Start with the line containing "contrail and record the pixel coordinates." and write out each line through the end of the listing, exactly as given.

== Recorded information ==

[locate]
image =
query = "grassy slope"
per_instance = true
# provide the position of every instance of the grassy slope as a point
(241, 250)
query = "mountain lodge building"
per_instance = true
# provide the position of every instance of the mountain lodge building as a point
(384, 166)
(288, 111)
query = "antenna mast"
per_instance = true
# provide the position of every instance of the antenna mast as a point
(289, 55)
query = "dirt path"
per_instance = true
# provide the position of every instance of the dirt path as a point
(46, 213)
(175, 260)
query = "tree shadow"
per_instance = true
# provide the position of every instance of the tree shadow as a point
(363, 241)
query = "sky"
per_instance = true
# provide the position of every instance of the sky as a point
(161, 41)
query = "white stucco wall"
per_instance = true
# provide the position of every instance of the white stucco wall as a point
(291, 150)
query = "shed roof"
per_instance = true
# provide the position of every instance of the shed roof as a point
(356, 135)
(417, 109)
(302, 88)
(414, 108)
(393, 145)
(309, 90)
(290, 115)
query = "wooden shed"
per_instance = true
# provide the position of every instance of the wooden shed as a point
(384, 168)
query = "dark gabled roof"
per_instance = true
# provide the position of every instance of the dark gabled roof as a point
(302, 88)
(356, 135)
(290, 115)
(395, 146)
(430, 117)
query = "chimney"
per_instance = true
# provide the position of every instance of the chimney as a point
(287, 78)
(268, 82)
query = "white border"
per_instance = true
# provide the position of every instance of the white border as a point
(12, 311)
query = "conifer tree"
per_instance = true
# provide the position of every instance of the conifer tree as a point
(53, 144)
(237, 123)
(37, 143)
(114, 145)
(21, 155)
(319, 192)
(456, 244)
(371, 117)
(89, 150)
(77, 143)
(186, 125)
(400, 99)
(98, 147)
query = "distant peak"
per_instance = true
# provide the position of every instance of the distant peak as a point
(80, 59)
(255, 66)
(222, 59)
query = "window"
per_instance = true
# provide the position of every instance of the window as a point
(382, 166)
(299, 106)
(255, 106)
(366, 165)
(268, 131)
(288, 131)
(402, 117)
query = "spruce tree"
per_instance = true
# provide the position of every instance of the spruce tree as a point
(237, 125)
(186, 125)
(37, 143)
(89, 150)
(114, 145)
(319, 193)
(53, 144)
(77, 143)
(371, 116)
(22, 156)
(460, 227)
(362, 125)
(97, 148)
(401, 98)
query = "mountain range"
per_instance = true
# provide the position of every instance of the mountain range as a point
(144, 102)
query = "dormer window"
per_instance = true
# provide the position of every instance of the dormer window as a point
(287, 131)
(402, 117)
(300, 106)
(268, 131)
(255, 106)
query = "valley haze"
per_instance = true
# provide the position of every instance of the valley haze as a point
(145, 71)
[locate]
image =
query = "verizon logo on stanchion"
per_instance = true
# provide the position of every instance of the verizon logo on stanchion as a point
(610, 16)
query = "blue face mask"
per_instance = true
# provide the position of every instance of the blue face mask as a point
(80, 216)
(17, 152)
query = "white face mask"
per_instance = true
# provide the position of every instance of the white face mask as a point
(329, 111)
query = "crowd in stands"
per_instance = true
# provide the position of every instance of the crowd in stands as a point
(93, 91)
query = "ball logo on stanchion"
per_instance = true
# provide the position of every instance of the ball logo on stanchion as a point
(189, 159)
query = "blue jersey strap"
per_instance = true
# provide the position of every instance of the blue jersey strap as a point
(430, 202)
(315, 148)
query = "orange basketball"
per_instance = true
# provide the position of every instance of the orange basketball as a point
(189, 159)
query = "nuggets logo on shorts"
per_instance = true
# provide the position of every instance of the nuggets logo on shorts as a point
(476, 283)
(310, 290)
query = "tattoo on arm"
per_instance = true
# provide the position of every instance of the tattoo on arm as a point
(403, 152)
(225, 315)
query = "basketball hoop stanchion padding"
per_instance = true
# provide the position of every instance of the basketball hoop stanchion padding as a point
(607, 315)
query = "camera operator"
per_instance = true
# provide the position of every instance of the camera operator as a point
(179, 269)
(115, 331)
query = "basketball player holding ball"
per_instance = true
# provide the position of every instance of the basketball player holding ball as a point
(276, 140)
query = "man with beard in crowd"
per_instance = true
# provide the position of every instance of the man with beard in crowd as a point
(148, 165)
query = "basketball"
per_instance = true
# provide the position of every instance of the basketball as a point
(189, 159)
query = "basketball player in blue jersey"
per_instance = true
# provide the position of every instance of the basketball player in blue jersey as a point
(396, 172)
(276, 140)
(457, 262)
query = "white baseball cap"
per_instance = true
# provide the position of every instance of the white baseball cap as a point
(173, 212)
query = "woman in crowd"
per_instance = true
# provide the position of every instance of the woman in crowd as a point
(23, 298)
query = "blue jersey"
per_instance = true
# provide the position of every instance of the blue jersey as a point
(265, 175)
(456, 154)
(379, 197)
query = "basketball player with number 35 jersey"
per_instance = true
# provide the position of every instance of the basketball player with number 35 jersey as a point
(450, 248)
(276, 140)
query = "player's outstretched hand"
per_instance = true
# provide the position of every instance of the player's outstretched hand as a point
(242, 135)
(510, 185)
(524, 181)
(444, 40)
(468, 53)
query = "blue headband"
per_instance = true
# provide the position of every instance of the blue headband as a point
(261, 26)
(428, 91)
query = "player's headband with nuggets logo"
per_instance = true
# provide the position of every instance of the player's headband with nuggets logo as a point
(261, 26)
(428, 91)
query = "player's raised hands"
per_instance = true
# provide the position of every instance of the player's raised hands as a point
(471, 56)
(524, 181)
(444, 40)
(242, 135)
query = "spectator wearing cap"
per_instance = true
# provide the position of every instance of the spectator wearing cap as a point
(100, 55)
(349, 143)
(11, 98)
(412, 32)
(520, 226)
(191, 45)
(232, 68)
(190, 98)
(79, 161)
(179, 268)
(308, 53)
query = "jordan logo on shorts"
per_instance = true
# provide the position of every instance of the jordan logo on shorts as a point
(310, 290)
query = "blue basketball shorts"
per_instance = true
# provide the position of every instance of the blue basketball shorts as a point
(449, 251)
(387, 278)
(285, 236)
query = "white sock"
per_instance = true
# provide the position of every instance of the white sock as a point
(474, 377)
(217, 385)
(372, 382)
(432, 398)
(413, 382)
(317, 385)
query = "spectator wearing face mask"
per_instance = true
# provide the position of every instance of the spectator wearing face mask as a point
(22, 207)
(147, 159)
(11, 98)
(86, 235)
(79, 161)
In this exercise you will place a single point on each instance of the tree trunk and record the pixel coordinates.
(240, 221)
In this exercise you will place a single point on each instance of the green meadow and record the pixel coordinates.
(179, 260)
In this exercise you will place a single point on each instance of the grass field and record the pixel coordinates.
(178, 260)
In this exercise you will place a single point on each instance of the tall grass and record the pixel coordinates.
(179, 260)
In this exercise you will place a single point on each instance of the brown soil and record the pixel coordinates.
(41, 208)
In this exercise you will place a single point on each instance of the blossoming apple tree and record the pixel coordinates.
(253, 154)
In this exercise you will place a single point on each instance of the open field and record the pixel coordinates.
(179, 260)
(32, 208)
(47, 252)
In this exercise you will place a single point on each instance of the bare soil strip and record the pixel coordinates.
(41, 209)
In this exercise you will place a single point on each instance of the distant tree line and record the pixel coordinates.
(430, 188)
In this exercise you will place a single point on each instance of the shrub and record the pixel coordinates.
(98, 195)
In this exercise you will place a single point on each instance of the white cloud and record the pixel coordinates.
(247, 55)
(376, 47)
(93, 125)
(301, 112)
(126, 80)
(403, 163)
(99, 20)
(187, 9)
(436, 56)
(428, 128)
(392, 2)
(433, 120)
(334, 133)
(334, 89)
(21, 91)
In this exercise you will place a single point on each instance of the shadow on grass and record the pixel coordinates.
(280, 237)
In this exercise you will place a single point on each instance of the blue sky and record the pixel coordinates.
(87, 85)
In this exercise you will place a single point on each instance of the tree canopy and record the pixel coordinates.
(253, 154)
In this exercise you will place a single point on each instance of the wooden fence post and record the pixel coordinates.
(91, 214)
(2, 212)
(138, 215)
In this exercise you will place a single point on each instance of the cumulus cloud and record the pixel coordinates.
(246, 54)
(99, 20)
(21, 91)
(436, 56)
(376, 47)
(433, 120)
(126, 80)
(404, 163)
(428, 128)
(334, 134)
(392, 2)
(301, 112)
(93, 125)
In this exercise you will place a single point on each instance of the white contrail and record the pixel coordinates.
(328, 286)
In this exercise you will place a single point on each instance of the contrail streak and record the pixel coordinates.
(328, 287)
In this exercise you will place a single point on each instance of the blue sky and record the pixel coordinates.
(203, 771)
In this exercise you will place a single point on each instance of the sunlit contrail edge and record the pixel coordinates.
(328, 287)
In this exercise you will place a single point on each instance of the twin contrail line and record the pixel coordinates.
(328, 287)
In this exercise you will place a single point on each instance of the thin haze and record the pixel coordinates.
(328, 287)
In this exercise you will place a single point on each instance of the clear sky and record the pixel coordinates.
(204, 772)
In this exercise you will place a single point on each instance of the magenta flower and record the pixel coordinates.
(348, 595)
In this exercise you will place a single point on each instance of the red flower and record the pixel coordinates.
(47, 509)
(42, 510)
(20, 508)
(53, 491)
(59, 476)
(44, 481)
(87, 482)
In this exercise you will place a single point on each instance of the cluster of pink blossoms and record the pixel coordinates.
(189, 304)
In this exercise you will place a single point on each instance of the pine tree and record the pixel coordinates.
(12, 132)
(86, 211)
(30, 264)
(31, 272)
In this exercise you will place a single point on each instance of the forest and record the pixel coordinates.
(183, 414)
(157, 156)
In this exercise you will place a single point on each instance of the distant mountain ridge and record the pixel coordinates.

===

*Written solution*.
In this exercise you will place a single point on each instance of the white contrail and record the pixel coordinates.
(328, 286)
In this exercise you will place a single point on each instance of the contrail streak and record the pixel coordinates.
(328, 287)
In this exercise you will place a single point on each instance of the blue sky and record the pixel coordinates.
(203, 771)
In this exercise you will place a single point on each instance of the sunlit contrail edge and record the pixel coordinates.
(328, 287)
In this exercise you will place a single point on each instance of the twin contrail line and record the pixel coordinates.
(328, 287)
In this exercise you will place a single point on each instance of the thin haze and record the pixel coordinates.
(328, 287)
In this exercise you will place a single point on each instance of the clear sky and record the pixel coordinates.
(204, 772)
In this exercise you will place a single point on each instance of the magenta flower and record the pixel coordinates.
(348, 595)
In this exercise you will place a single point on each instance of the red flower and record the pixel coordinates.
(47, 509)
(42, 510)
(20, 508)
(53, 491)
(59, 476)
(44, 481)
(87, 482)
In this exercise you will place a single point on each instance of the cluster of pink blossoms and record the pixel coordinates.
(189, 304)
In this exercise you will place a single point on each instance of the pine tree and record the pixel coordinates.
(12, 132)
(86, 211)
(30, 264)
(31, 272)
In this exercise you will place a single point on each instance of the forest and record the pixel coordinates.
(183, 414)
(157, 156)
In this exercise you will place a single point on each instance of the distant mountain ridge and record the pixel coordinates.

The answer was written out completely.